◆ **Text provided**
____________
Josefina Napravilová (21 January 1914 – 19 February 2014) was a Czech humanitarian. She worked with child refugees after the Second World War. She was awarded the Order of Tomáš Garrigue Masaryk in 2009.

==Biography==
Napravilová was born in Plzeň in 1914. She started her most remarkable work after the Second World War when she began reuniting Czech children with their families after they had been separated by actions in the war. She would wander into camps and call out the Czech words for Mum and Dad to find out who answered.

She reunited between thirty and forty children. Amongst these was Vaclav Hanf who had the dubious claim of being one of the few children to survive the extermination of the village of Lidice in June 1942. He had been taken to Germany to be adopted by a German family at the age of eleven. He returned to find his village razed to the ground, his parents murdered but his sisters were miraculously alive. Other children had been moved to Germany after their parents had either been executed for involvement with the resistance or sent to concentration camps.
____________
◆ **Exercise directions**
Could you repeat the text about Josefina Napravilová word for word, from start to finish?

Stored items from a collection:
____________
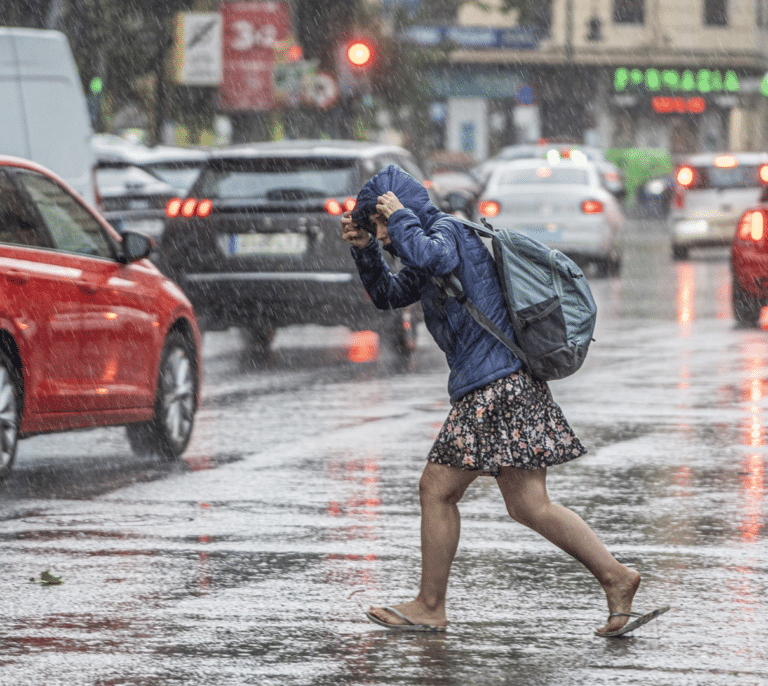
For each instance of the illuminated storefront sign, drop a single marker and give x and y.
(678, 104)
(692, 81)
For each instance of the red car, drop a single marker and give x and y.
(749, 264)
(91, 333)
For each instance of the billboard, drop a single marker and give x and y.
(197, 57)
(251, 31)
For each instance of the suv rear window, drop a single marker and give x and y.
(277, 179)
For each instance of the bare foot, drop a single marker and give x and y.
(620, 593)
(415, 610)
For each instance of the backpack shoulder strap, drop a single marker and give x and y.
(452, 287)
(484, 229)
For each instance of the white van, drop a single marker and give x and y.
(43, 111)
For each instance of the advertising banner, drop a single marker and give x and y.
(251, 31)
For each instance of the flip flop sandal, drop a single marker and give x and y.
(408, 626)
(631, 626)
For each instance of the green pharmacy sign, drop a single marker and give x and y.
(690, 81)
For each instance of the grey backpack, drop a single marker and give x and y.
(548, 300)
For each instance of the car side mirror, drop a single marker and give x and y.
(136, 246)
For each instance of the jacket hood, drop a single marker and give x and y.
(407, 189)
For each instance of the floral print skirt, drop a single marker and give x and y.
(512, 422)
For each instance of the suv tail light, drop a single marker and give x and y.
(333, 206)
(489, 208)
(752, 226)
(591, 207)
(188, 208)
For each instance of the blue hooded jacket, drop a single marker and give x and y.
(431, 243)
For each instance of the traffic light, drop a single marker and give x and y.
(354, 61)
(359, 54)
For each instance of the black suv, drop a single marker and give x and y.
(257, 244)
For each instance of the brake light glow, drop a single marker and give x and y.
(204, 208)
(685, 176)
(725, 161)
(173, 207)
(591, 207)
(333, 206)
(188, 207)
(489, 208)
(752, 226)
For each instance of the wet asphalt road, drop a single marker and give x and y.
(252, 560)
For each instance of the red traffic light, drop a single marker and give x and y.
(359, 54)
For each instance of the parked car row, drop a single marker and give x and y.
(93, 333)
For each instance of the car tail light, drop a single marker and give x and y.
(173, 207)
(752, 226)
(685, 176)
(188, 207)
(333, 206)
(204, 208)
(726, 161)
(591, 207)
(489, 208)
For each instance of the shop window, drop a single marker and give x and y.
(629, 11)
(716, 12)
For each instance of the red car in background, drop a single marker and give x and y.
(91, 333)
(749, 264)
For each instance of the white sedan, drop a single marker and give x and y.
(560, 203)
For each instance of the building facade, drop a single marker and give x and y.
(682, 75)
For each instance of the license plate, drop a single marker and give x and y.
(267, 244)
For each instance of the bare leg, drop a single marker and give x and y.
(440, 489)
(525, 495)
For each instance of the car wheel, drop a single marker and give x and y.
(746, 307)
(10, 412)
(167, 434)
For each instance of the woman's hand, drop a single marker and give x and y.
(352, 233)
(388, 204)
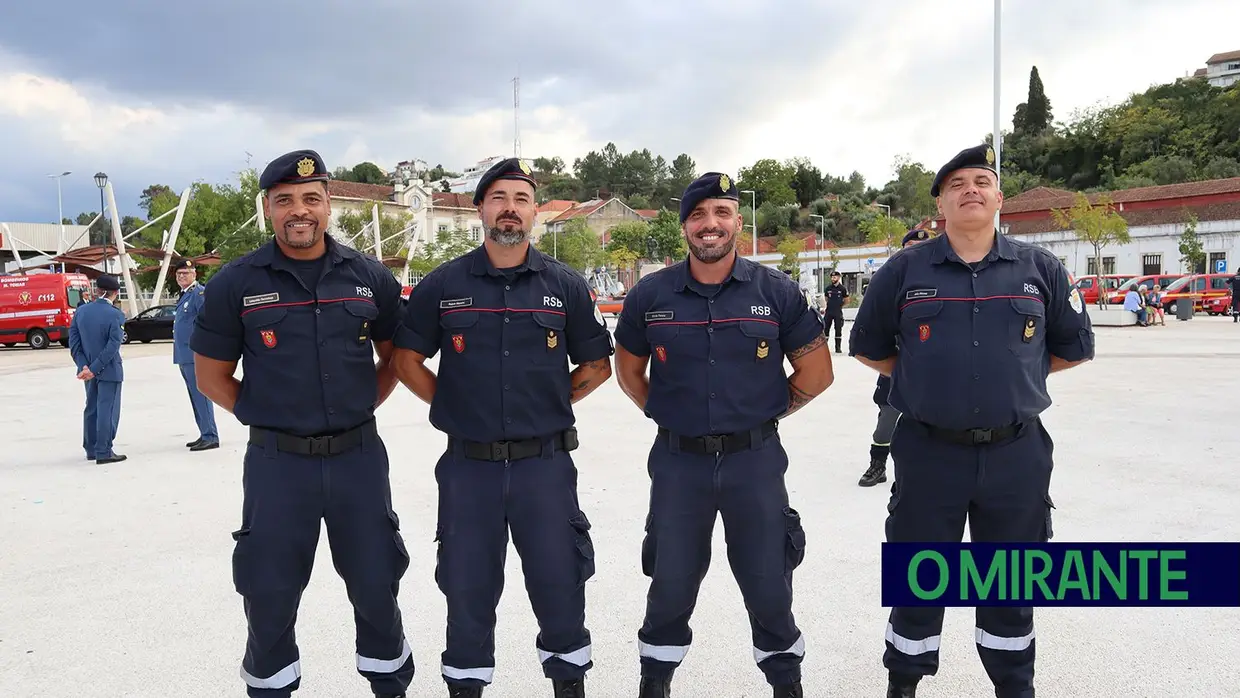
____________
◆ **Your response**
Josefina Napravilová (21 January 1914 – 19 February 2014) was a Czech humanitarian. She worked with child refugees after the Second World War. She was awarded the Order of Tomáš Garrigue Masaryk in 2009.

==Biography==
Napravilová was born in Plzeň in 1914. She started her most remarkable work after the Second World War when she began reuniting Czech children with their families after they had been separated by actions in the war. She would wander into camps and call out the Czech words for Mum and Dad to find out who answered.

She reunited between thirty and forty children. Amongst these was Vaclav Hanf who had the dubious claim of being one of the few children to survive the extermination of the village of Lidice in June 1942. He had been taken to Germany to be adopted by a German family at the age of eleven. He returned to find his village razed to the ground, his parents murdered but his sisters were miraculously alive. Other children had been moved to Germany after their parents had either been executed for involvement with the resistance or sent to concentration camps.